What you are asked to do:
Copy all these lines again, swapping "marker" for "dot" wherever it occurs and leaving everything else the same. Omit the pictures.

==================================================

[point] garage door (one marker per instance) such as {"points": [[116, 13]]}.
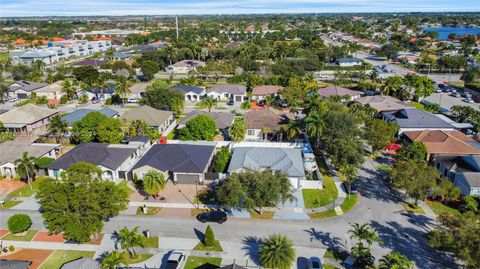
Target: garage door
{"points": [[186, 179]]}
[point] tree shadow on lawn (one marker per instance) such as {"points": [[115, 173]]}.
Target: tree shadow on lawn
{"points": [[413, 244], [252, 246]]}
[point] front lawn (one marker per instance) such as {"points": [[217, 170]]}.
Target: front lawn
{"points": [[25, 191], [442, 209], [202, 262], [59, 257], [27, 237], [314, 198]]}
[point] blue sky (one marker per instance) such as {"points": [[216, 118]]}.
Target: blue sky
{"points": [[10, 8]]}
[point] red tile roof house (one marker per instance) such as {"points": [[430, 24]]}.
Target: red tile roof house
{"points": [[260, 92]]}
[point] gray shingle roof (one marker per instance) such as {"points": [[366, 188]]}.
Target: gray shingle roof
{"points": [[287, 160], [110, 156], [186, 158], [416, 118]]}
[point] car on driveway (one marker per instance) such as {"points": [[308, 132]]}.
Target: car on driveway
{"points": [[212, 216], [176, 260]]}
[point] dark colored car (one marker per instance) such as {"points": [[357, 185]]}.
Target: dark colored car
{"points": [[212, 216]]}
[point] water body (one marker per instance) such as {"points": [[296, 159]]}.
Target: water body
{"points": [[445, 31]]}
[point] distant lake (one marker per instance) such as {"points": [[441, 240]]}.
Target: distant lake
{"points": [[445, 31]]}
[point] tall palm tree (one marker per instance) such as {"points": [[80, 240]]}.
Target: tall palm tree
{"points": [[209, 102], [277, 252], [153, 183], [112, 260], [129, 240], [26, 167], [58, 127], [395, 260]]}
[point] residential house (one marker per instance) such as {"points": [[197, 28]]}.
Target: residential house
{"points": [[416, 120], [191, 93], [162, 120], [223, 120], [184, 66], [22, 89], [463, 171], [348, 62], [286, 160], [382, 103], [181, 163], [444, 143], [79, 114], [262, 123], [226, 92], [113, 159], [260, 92], [334, 90], [10, 152], [26, 118]]}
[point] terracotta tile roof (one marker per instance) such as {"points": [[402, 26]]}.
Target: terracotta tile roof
{"points": [[445, 142]]}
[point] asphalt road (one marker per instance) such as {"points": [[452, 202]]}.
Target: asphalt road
{"points": [[379, 206]]}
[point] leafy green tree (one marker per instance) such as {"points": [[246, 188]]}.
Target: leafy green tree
{"points": [[277, 251], [254, 190], [153, 183], [26, 167], [130, 239], [379, 133], [222, 159], [201, 127], [19, 223], [208, 103], [237, 131], [80, 202], [395, 260]]}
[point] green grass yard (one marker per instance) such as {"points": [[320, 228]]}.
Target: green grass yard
{"points": [[59, 257]]}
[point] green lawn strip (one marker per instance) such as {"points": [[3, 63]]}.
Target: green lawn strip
{"points": [[203, 262], [27, 237], [265, 214], [314, 198], [413, 209], [59, 257], [441, 209], [349, 203], [127, 259], [25, 191], [151, 242], [10, 204]]}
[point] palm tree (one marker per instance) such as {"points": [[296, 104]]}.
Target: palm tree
{"points": [[58, 127], [112, 259], [395, 260], [129, 240], [208, 103], [277, 252], [153, 183], [26, 167]]}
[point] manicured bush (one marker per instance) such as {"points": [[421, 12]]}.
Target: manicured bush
{"points": [[19, 223]]}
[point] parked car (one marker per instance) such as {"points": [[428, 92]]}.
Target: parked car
{"points": [[212, 216], [176, 260], [314, 263]]}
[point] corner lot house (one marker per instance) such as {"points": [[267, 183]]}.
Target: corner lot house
{"points": [[181, 163], [162, 120], [262, 123], [416, 120], [26, 118], [23, 88], [192, 93], [260, 92], [113, 159], [237, 93], [9, 152], [287, 160]]}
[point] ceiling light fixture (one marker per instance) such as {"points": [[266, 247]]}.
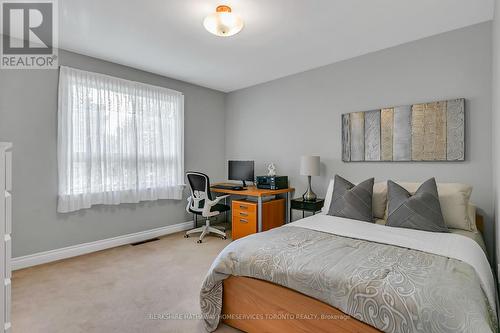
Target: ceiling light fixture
{"points": [[223, 23]]}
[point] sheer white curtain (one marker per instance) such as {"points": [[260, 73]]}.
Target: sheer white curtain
{"points": [[119, 141]]}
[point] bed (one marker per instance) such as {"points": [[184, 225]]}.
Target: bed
{"points": [[326, 273]]}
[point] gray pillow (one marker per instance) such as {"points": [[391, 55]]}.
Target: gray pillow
{"points": [[420, 211], [352, 201]]}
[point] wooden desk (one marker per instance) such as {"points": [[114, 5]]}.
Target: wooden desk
{"points": [[259, 193]]}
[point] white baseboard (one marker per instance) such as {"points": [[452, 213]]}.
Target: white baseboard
{"points": [[77, 250]]}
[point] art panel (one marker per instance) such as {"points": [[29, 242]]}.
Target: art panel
{"points": [[386, 138], [357, 126], [402, 133], [372, 135], [432, 131]]}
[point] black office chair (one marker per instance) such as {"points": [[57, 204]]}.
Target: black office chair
{"points": [[201, 203]]}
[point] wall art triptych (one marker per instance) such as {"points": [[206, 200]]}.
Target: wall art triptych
{"points": [[420, 132]]}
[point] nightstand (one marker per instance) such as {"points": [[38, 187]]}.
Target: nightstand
{"points": [[306, 206]]}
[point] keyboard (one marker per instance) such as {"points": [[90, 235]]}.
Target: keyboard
{"points": [[229, 187]]}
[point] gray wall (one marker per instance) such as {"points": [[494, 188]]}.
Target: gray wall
{"points": [[28, 118], [496, 122], [280, 120]]}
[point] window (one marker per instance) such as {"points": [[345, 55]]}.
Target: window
{"points": [[118, 141]]}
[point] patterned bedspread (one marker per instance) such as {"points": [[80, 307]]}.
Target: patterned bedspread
{"points": [[392, 288]]}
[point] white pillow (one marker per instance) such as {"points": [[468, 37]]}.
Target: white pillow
{"points": [[379, 200]]}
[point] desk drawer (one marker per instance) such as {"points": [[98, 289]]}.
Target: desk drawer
{"points": [[245, 214], [243, 227], [244, 206]]}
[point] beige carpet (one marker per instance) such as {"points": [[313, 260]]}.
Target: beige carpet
{"points": [[116, 290]]}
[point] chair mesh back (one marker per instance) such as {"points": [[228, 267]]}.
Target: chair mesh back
{"points": [[199, 183]]}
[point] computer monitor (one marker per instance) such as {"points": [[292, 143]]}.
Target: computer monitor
{"points": [[241, 170]]}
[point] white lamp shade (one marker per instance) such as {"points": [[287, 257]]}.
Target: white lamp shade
{"points": [[309, 165]]}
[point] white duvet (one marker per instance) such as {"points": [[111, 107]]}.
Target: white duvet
{"points": [[444, 244]]}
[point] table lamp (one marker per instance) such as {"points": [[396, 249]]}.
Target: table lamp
{"points": [[309, 166]]}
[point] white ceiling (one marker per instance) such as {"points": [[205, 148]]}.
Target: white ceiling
{"points": [[281, 37]]}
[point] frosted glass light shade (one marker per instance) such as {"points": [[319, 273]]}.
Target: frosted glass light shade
{"points": [[223, 22], [309, 165]]}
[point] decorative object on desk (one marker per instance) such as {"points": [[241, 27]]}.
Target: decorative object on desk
{"points": [[420, 132], [271, 169], [272, 182], [309, 166]]}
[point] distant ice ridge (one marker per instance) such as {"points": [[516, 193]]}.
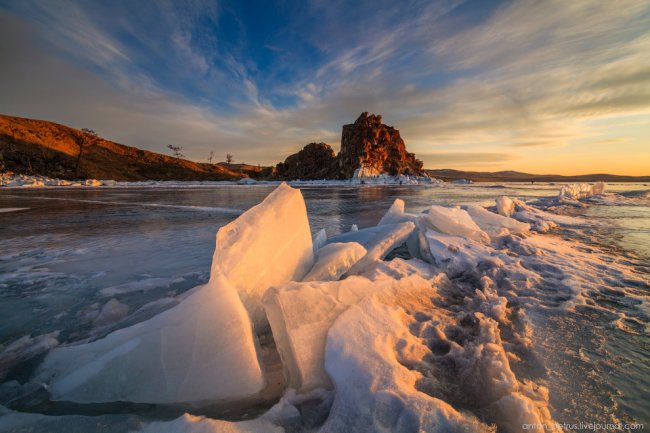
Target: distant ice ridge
{"points": [[581, 190], [368, 341], [35, 181], [27, 181]]}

==================================================

Task response:
[point] garage door (one dot per instance) such as {"points": [[116, 13]]}.
Target: garage door
{"points": [[186, 179]]}
[point] tree shadow on lawn (one dot per instance) such as {"points": [[115, 173]]}.
Target: tree shadow on lawn
{"points": [[413, 244], [252, 246]]}
[point] front lawn (one dot per instance) such as {"points": [[217, 170]]}.
Target: front lawn
{"points": [[25, 191], [442, 209], [202, 262], [59, 257], [27, 237], [314, 198]]}
[point] blue sky (one dot per instance) such as {"points": [[216, 118]]}.
Target: blue sky
{"points": [[10, 8]]}
[point] red tile roof house (one dot per instance) such as {"points": [[430, 24]]}.
Target: red tile roof house
{"points": [[260, 92]]}
[point] gray shingle roof (one dot per instance) such as {"points": [[366, 188]]}.
Target: gray shingle roof
{"points": [[287, 160], [110, 156], [186, 158], [416, 118]]}
[point] car on driveway (one dot per instance) such as {"points": [[308, 132]]}.
Target: car on driveway
{"points": [[212, 216], [176, 260]]}
[point] dark colored car (one dot per instance) such as {"points": [[357, 185]]}.
Target: dark colored car
{"points": [[212, 216]]}
[point] water body (one dot per instance) such as {"points": [[296, 159]]}.
Target: water body
{"points": [[445, 31]]}
[point] distant lake (one dot per instance) such as {"points": [[441, 240]]}.
Target: distant lake
{"points": [[445, 31]]}
[point] tall palm tree (one dot per instance) such as {"points": [[80, 240]]}.
Target: tall palm tree
{"points": [[209, 102], [277, 252], [153, 183], [112, 260], [129, 240], [26, 167], [58, 127], [395, 260]]}
[point] residential house (one dot per instance) such as {"points": [[197, 28]]}.
Target: residential house
{"points": [[416, 120], [191, 93], [162, 120], [223, 120], [184, 66], [22, 89], [463, 171], [348, 62], [286, 160], [382, 103], [181, 163], [444, 143], [79, 114], [262, 123], [226, 92], [113, 159], [260, 92], [334, 90], [10, 152], [26, 118]]}
[point] terracotta tile roof (one dot per instance) such as {"points": [[402, 26]]}.
Target: terracotta tile roof
{"points": [[445, 142]]}
[point] asphalt road (one dot per instance) such as {"points": [[452, 202]]}.
Target: asphalt road
{"points": [[379, 206]]}
[point] leafy green tree (one dot per instance) such as {"points": [[246, 188]]}.
Target: leafy green tree
{"points": [[277, 251], [254, 190], [153, 183], [26, 167], [130, 239], [379, 133], [222, 159], [201, 127], [19, 223], [208, 103], [237, 131], [80, 202], [395, 260]]}
[point] green grass yard (one dot per instance) such as {"points": [[320, 228]]}.
Target: green grass yard
{"points": [[59, 257]]}
[point] green lawn strip (one dot per instance) such as {"points": [[3, 63]]}.
Target: green lawn strip
{"points": [[203, 262], [27, 237], [265, 214], [314, 198], [413, 209], [59, 257], [441, 209], [349, 203], [127, 259], [25, 191], [151, 242], [10, 204]]}
[point] palm tree (one dot per instance) such as {"points": [[296, 104]]}.
Target: palm tree
{"points": [[58, 127], [112, 259], [395, 260], [129, 240], [208, 103], [277, 252], [153, 183], [26, 167]]}
[point] manicured bush (one dot per instance) such as {"points": [[421, 12]]}.
Target: manicured bush
{"points": [[19, 223]]}
[point] parked car (one dot per instance) such as {"points": [[428, 92]]}.
Target: parked car
{"points": [[212, 216], [176, 260], [314, 263]]}
[point] corner lot house (one dot per instance) such as {"points": [[267, 183]]}.
Target: corner lot house
{"points": [[181, 163], [162, 120], [262, 123], [416, 120], [26, 118], [23, 88], [192, 93], [260, 92], [113, 159], [237, 93], [9, 152], [287, 160]]}
[point] ceiling light fixture (one dot per instance) such as {"points": [[266, 247]]}.
Target: ceiling light fixture
{"points": [[223, 23]]}
[point] sheer white curtain (one dot per instance) such as {"points": [[260, 73]]}.
Target: sheer white curtain
{"points": [[119, 141]]}
[point] bed (one dot per instance) such as {"points": [[184, 225]]}.
Target: bed
{"points": [[326, 273]]}
[point] gray pillow (one dot per instance) such as {"points": [[391, 55]]}.
Target: gray pillow
{"points": [[420, 211], [352, 201]]}
[point] wooden desk (one dot per instance) such as {"points": [[114, 5]]}.
Target: wooden desk
{"points": [[259, 193]]}
[point] white baseboard (one dot per instance) such as {"points": [[452, 213]]}.
Target: white baseboard
{"points": [[77, 250]]}
[point] art panel (one dot per instance) such as {"points": [[29, 242]]}.
Target: art panel
{"points": [[386, 138], [357, 126], [402, 133], [372, 135], [432, 131]]}
[point] black office chair (one dot per instance) such as {"points": [[57, 204]]}.
Target: black office chair
{"points": [[201, 203]]}
[point] wall art triptych (one dot per instance) such as {"points": [[206, 200]]}.
Target: wall art triptych
{"points": [[420, 132]]}
[point] nightstand (one dot per instance) such as {"points": [[38, 187]]}.
Target: nightstand
{"points": [[306, 206]]}
[point] keyboard (one dot per instance) such as {"points": [[90, 235]]}.
Target: keyboard
{"points": [[229, 187]]}
[point] gray wall (one dot per instance) such as {"points": [[494, 188]]}.
Target: gray wall
{"points": [[28, 118], [496, 122], [280, 120]]}
[point] window (one dot per instance) such as {"points": [[345, 55]]}.
Target: window
{"points": [[118, 141]]}
[point] patterned bedspread (one dot per instance) such as {"points": [[80, 307]]}.
Target: patterned bedspread
{"points": [[392, 288]]}
[point] white pillow (one dot per instance) such as {"points": [[468, 37]]}.
Target: white pillow
{"points": [[379, 200]]}
[point] desk drawer (one dot per instance) such as {"points": [[98, 289]]}.
Target: desk drawer
{"points": [[245, 214], [243, 227], [244, 206]]}
[point] beige carpet (one dot per instance) such as {"points": [[313, 260]]}.
Target: beige carpet
{"points": [[116, 290]]}
[point] chair mesh back (one dot per instance) such as {"points": [[228, 267]]}.
Target: chair mesh back
{"points": [[199, 183]]}
[point] computer monitor (one dot per instance) such as {"points": [[292, 143]]}.
Target: computer monitor
{"points": [[241, 170]]}
[point] white lamp shade (one dot per instance) such as {"points": [[287, 257]]}.
Target: white lamp shade
{"points": [[309, 165]]}
[point] white duvet (one dot per instance) such as {"points": [[111, 107]]}.
Target: white duvet
{"points": [[444, 244]]}
[point] table lamp (one dot per instance) such as {"points": [[396, 249]]}.
Target: table lamp
{"points": [[309, 166]]}
[point] white ceiling (one dot per instance) such as {"points": [[205, 148]]}.
Target: white ceiling
{"points": [[281, 37]]}
[point] frosted glass light shade (one dot per instance) such as {"points": [[319, 273]]}.
Target: frosted glass light shade
{"points": [[223, 22], [309, 165]]}
[point] decorative object on desk (one dot per instance) such as {"points": [[241, 27]]}.
Target: decorative object on desk
{"points": [[420, 132], [271, 169], [272, 182], [309, 166]]}
[point] distant ice ridge (one dot per instance) such as {"points": [[516, 193]]}.
Target: distant ice ridge
{"points": [[581, 190], [368, 341], [35, 181], [27, 181]]}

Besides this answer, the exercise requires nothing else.